• AVAILABLE DATA:
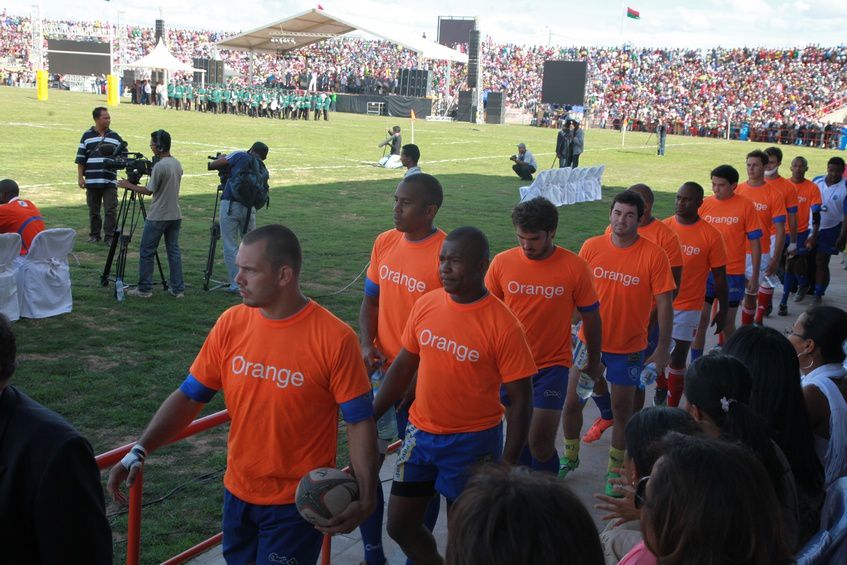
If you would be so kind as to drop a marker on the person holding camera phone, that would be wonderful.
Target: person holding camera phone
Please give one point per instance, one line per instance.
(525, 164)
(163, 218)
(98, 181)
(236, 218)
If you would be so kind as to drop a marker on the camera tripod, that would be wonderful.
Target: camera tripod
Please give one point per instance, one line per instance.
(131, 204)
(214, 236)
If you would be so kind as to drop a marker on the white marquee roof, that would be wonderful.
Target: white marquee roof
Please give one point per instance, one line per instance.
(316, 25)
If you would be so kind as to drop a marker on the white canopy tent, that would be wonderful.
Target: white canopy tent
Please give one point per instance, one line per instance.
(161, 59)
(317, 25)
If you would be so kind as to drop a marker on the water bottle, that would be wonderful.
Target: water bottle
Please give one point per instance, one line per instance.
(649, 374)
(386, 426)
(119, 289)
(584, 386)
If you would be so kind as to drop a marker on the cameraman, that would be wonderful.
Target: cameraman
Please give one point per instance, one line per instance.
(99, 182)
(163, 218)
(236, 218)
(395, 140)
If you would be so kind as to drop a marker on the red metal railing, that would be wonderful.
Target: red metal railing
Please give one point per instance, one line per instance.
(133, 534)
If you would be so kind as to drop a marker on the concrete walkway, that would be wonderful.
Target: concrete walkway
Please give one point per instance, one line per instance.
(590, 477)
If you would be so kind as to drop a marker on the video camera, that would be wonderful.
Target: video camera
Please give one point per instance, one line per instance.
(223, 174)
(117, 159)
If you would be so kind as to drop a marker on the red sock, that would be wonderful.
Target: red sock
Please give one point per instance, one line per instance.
* * *
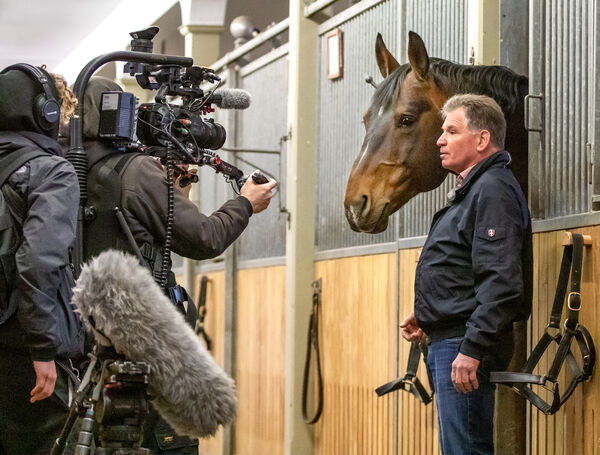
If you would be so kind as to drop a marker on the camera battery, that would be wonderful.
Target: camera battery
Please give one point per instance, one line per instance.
==
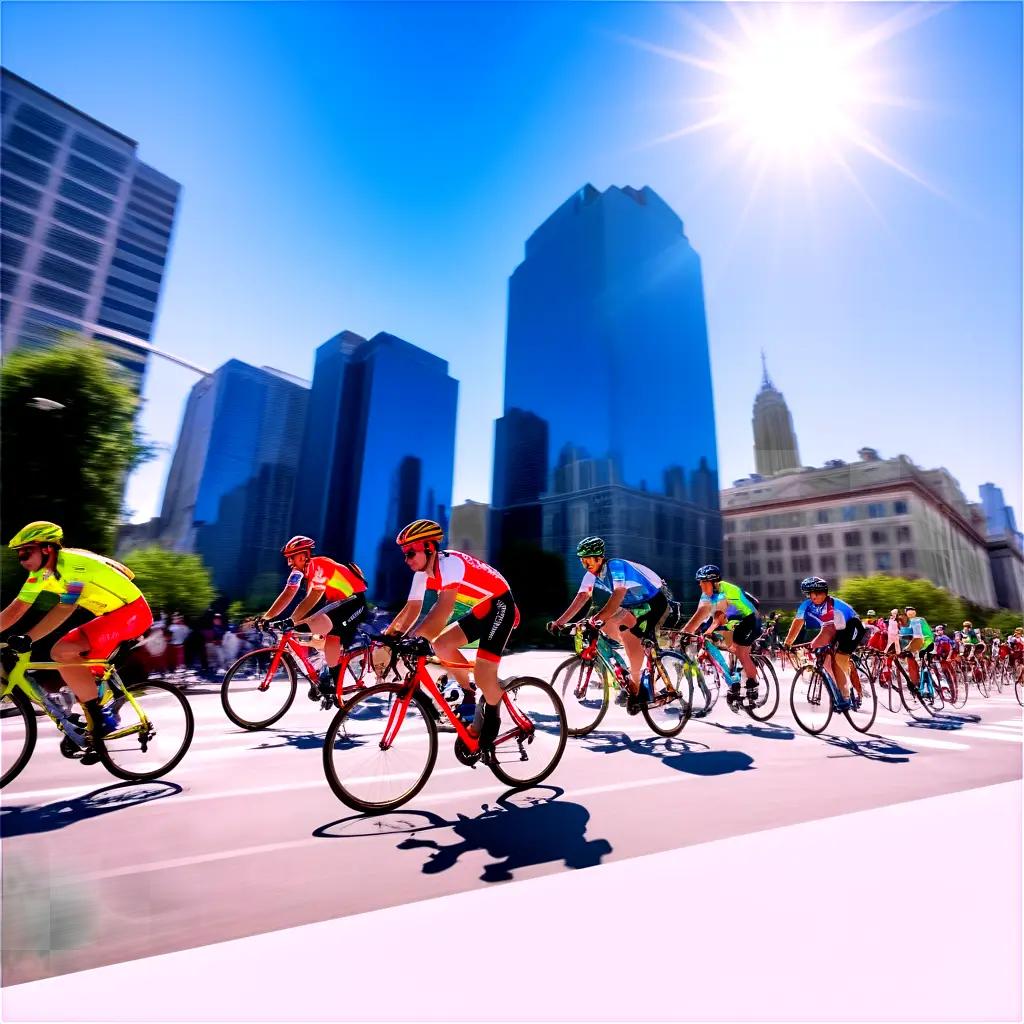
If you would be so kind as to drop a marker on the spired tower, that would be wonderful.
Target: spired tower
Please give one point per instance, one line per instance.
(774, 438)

• STATED EXERCISE: Select every line of the records above that contains the word "person", and copy each one. Case counts.

• TASK ANSWER:
If you would be so kind as to drop a marker on the person holding camera phone, that would be wonderful.
Target: person holding camera phone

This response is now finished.